→ **Collected data entries**
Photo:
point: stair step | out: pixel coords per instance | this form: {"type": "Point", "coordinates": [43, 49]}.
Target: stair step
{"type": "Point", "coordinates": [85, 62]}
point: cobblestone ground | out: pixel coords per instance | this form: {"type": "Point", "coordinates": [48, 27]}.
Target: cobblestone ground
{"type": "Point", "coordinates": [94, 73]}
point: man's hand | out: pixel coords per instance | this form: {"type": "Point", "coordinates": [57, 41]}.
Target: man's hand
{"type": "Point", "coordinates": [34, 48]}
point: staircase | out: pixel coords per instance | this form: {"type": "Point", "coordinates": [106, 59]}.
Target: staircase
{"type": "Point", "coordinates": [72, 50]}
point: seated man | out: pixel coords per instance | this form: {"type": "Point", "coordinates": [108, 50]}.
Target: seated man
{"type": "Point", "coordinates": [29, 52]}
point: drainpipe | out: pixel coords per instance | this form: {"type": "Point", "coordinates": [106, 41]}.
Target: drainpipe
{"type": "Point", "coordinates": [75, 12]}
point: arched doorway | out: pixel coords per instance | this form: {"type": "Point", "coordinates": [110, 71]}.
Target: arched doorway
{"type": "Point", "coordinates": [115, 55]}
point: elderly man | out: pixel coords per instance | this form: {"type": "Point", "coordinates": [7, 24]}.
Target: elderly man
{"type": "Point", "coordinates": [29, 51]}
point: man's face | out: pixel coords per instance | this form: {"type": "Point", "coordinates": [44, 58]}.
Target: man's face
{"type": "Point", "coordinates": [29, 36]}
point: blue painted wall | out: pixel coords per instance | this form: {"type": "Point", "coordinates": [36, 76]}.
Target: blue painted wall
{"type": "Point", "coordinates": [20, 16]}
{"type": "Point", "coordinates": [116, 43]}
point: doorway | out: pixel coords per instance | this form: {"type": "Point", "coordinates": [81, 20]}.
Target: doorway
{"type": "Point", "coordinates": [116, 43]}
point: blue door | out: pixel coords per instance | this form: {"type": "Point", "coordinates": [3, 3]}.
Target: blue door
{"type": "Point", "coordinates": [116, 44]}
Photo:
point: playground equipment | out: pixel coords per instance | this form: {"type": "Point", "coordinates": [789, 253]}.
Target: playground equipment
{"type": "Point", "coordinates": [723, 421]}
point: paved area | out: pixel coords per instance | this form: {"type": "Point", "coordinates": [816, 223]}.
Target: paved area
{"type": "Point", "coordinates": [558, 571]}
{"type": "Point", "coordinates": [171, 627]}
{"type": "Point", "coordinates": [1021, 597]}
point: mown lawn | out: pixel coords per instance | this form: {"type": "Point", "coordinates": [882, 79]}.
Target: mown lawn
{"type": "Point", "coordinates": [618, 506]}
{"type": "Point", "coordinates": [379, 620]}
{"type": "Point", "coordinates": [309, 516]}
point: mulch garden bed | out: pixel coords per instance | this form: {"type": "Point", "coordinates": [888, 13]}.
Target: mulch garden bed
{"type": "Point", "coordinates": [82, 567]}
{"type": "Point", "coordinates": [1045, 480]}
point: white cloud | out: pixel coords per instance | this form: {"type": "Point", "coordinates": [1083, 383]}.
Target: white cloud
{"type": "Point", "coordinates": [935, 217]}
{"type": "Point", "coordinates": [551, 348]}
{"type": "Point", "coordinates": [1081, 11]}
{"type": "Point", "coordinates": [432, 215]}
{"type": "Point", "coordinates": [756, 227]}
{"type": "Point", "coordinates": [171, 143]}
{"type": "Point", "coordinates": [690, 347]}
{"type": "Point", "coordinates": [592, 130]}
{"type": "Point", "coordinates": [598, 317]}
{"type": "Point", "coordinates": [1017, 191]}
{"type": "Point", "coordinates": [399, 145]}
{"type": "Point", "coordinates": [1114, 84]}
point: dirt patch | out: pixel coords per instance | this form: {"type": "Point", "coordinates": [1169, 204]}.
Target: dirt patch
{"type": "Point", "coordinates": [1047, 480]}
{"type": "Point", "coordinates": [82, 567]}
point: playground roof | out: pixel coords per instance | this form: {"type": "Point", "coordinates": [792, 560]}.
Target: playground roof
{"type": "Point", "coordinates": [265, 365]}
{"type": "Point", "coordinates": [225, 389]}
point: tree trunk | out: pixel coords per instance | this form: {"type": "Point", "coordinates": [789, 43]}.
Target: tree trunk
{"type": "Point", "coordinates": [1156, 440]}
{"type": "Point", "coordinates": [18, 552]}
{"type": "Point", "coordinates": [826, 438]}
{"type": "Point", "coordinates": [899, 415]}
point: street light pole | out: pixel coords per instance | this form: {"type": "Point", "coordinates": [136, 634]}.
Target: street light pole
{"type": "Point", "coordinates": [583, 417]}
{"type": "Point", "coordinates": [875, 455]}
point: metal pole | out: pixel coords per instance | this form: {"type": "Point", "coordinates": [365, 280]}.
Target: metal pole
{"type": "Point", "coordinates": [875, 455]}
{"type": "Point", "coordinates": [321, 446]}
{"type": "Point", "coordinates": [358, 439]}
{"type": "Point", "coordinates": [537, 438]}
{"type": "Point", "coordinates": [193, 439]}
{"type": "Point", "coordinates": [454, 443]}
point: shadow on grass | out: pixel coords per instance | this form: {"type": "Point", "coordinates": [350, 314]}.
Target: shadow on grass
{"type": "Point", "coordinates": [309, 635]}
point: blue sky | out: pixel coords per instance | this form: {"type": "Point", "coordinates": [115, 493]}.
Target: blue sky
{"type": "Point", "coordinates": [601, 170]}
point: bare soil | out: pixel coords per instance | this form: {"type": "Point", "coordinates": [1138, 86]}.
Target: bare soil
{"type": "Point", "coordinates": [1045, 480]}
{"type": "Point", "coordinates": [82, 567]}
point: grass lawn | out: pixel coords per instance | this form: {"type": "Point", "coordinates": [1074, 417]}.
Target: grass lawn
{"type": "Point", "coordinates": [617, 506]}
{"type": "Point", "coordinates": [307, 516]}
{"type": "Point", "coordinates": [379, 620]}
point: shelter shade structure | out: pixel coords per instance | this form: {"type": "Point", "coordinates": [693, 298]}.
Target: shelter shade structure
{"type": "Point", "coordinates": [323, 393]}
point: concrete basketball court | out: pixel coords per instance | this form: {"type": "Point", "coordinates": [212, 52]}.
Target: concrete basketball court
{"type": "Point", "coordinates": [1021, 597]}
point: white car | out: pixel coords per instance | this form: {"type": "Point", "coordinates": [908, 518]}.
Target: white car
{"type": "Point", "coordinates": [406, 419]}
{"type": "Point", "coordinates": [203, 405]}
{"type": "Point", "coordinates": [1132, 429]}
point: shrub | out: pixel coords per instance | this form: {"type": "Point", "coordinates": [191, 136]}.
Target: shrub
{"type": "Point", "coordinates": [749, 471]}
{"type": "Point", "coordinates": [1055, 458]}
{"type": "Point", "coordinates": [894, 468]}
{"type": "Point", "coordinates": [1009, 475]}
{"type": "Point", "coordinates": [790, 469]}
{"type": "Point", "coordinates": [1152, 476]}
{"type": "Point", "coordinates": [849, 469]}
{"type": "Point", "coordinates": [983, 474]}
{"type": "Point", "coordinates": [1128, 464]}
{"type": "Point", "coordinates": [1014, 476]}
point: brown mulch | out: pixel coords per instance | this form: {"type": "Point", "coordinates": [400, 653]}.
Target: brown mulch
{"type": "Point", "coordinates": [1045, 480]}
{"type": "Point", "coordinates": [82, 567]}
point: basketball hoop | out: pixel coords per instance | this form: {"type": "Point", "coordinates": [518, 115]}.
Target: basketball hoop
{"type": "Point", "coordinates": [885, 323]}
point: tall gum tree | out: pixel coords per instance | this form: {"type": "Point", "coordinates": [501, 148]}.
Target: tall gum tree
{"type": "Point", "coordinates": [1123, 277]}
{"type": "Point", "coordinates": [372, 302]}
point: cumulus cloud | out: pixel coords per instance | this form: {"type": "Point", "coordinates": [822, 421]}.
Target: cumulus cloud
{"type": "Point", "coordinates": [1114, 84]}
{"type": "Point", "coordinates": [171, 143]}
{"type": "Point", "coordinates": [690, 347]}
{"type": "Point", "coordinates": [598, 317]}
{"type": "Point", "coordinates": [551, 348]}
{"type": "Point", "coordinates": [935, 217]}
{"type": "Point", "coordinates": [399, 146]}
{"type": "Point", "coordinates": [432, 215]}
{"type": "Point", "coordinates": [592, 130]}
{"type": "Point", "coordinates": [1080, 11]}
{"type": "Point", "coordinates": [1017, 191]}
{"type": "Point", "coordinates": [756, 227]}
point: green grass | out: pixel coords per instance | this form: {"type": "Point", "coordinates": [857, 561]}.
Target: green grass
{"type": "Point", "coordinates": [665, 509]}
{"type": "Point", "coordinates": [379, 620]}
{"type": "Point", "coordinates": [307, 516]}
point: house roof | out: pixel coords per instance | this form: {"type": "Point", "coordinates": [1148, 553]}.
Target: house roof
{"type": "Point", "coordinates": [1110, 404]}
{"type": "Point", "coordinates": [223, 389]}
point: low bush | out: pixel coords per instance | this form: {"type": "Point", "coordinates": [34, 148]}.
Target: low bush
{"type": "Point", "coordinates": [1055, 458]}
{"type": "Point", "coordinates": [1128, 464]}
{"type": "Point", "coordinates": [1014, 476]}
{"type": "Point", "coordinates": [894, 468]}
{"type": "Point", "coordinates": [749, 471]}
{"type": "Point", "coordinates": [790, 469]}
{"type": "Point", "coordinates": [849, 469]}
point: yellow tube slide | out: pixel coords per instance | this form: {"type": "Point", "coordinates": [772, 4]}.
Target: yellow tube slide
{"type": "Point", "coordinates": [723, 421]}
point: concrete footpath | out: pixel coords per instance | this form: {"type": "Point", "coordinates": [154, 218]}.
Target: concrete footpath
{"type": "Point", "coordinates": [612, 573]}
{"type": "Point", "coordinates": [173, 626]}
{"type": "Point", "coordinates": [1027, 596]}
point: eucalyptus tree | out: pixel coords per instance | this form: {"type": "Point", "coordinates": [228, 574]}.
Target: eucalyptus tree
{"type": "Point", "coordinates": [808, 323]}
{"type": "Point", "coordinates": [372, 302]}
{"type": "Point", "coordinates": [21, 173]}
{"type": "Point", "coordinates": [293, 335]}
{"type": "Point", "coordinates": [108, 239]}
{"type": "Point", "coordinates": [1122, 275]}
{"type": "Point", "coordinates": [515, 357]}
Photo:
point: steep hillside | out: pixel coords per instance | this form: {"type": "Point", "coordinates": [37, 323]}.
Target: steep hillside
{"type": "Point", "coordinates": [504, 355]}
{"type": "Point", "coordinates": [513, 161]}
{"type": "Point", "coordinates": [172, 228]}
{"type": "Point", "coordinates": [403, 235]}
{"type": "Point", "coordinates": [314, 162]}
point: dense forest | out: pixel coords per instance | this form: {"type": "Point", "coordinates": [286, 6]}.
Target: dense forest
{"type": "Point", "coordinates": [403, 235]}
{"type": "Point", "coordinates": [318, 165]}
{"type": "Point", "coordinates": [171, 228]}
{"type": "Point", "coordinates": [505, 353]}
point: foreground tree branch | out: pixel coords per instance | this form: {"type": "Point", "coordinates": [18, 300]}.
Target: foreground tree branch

→ **Instructions to follow**
State the number of lines in the records that contain the string "branch". Nothing else is needed.

→ **Output below**
2